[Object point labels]
<<<<

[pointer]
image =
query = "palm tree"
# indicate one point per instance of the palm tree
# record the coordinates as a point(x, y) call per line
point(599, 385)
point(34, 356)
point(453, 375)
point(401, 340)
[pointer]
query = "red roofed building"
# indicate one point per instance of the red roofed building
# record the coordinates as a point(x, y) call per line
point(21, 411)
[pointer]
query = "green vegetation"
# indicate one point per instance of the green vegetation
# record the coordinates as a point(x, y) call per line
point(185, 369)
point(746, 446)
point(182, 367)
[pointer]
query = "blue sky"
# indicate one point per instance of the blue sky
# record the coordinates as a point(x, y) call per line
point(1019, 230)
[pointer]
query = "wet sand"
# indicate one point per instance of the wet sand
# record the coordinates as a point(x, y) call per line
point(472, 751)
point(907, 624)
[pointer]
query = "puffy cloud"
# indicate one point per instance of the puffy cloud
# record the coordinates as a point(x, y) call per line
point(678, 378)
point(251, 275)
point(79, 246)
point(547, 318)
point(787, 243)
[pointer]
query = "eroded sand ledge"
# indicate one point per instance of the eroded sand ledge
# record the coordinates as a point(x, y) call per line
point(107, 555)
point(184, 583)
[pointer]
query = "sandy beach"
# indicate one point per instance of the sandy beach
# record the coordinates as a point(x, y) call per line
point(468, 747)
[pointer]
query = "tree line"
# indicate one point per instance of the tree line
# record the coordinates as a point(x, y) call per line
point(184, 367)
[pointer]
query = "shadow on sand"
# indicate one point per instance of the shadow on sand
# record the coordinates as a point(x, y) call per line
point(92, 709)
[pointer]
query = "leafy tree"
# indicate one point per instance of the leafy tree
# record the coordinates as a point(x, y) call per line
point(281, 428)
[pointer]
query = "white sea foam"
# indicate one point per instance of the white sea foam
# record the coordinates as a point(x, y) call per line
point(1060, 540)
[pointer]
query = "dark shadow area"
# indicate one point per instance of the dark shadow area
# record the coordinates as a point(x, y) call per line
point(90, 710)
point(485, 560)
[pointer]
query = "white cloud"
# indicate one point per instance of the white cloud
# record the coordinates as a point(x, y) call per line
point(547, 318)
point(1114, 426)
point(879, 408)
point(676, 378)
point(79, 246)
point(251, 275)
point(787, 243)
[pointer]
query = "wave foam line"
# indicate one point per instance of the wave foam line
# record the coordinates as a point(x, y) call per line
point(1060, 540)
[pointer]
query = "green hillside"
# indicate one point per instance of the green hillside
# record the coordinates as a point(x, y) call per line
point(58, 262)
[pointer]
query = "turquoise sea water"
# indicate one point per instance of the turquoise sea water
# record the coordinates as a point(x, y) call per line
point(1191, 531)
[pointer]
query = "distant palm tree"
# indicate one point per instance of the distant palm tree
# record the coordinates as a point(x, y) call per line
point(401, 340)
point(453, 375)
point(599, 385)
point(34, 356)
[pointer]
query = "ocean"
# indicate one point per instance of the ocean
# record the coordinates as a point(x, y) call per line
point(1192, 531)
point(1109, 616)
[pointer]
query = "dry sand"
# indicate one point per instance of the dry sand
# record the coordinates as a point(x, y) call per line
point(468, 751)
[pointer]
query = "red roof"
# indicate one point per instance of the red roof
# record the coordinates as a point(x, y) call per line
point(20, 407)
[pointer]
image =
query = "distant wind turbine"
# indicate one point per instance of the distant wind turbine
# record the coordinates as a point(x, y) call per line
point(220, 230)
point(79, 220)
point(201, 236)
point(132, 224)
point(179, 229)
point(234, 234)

>>>>

_EXERCISE REQUIREMENTS_
Put all the records above into a two-column CSV with the headers "request" and "answer", one row per request. Place the request text and its answer each in a single quoted field, turning any line breaks into spaces.

_EXPECTED OUTPUT_
request,answer
"[pointer] image = query = ""palm tree"" # indicate one point per instance of the palm tree # record the coordinates as a point(x, y) call per line","point(599, 385) point(34, 356) point(453, 375) point(401, 340)"
"[pointer] query = ""red roofed building"" # indicate one point per instance of the red roofed building # record the coordinates as a point(x, y) call per line","point(21, 411)"
"[pointer] query = ""green vegetation"" # indicate one point per instance of the green vegetation # record the coordinates as a point(x, y) call per line","point(185, 369) point(746, 446) point(182, 367)"
"[pointer] query = ""blue sky"" # indicate one point per instance of the blue sky # record the coordinates as a point(x, y) call per line","point(1019, 230)"
"[pointer] query = ""wet sand"" # indicate one point per instance of the wet sand # record the coordinates as a point(x, y) call per line","point(472, 751) point(907, 624)"
"[pointer] query = ""puffy cloud"" # indicate one point per instance of the puffy cloud # record the coordinates as a point(x, y) call per line","point(678, 378) point(251, 275) point(79, 246) point(547, 318) point(787, 243)"
"[pointer] query = ""eroded sand ledge"" # indicate one point per instance of the eroded sand ledge # record the coordinates as a point(x, y) call per line","point(107, 555) point(184, 583)"
"[pointer] query = ""sandy beach"" # indicate one point per instance of the sandy beach # record the coordinates as a point(x, y) call per line","point(468, 747)"
"[pointer] query = ""tree line"" # indicate one point per instance of the tree line # record the coordinates as a point(x, y) call per line","point(184, 367)"
"[pointer] query = ""shadow on sand"" # indicate one point per instance of the shadow on sand # record the coordinates as a point(x, y) call per line","point(92, 709)"
"[pointer] query = ""leafy tree"" # indicate one point per instance of the leafy tree # record the coordinates as a point(x, y) call per line","point(281, 428)"
"[pointer] query = ""white sea foam"" # indicate one point per instance of the white sea foam # record the coordinates as a point(x, y) call per line","point(1060, 540)"
"[pointer] query = ""dark shadow area"" # indicate one point per instance of the dark shadow area # record the coordinates as a point(x, y) call per line","point(90, 710) point(485, 560)"
"[pointer] query = ""white cloud"" # indicate one point per instance of the white cloud # record the coordinates as a point(x, y) call per line","point(547, 318) point(1114, 426) point(879, 408) point(676, 378) point(79, 246) point(251, 275) point(787, 243)"
"[pointer] query = ""wave foam line"" # indicate one point per instance of the wave foam line # record the coordinates as a point(x, y) call per line","point(1060, 540)"
"[pointer] query = ""green hillside"" # indicate one point per instance of the green hillside # record the coordinates as a point(x, y) call per line","point(58, 262)"
"[pointer] query = ""turquoise sea water"" # indicate one point per instance of the turquoise sea water # record the coordinates as a point(x, y) call per line","point(1191, 531)"
"[pointer] query = ""distant palm tree"" # indicate one point per instance of the distant palm tree # record the coordinates as a point(x, y) call per line","point(401, 340) point(453, 375) point(599, 385) point(34, 356)"
"[pointer] query = ""ocean"" # indicate one point per instance of the ocean # record the coordinates as a point(x, y) call per line","point(1192, 531) point(1109, 616)"
"[pointer] query = ""dry sand"" # indicate one point per instance of the dry sand # record the coordinates as a point(x, y) call per line","point(468, 751)"
"[pointer] query = ""red roof"" # indicate one point per instance of the red roof # record the coordinates as a point(x, y) call per line","point(20, 407)"
"[pointer] image = query = ""distant wind turbine"" # indicate one point per instance of the distant wind turbine # record the coordinates as a point(x, y) call per line","point(220, 230) point(79, 220) point(201, 236) point(132, 224) point(179, 229) point(234, 234)"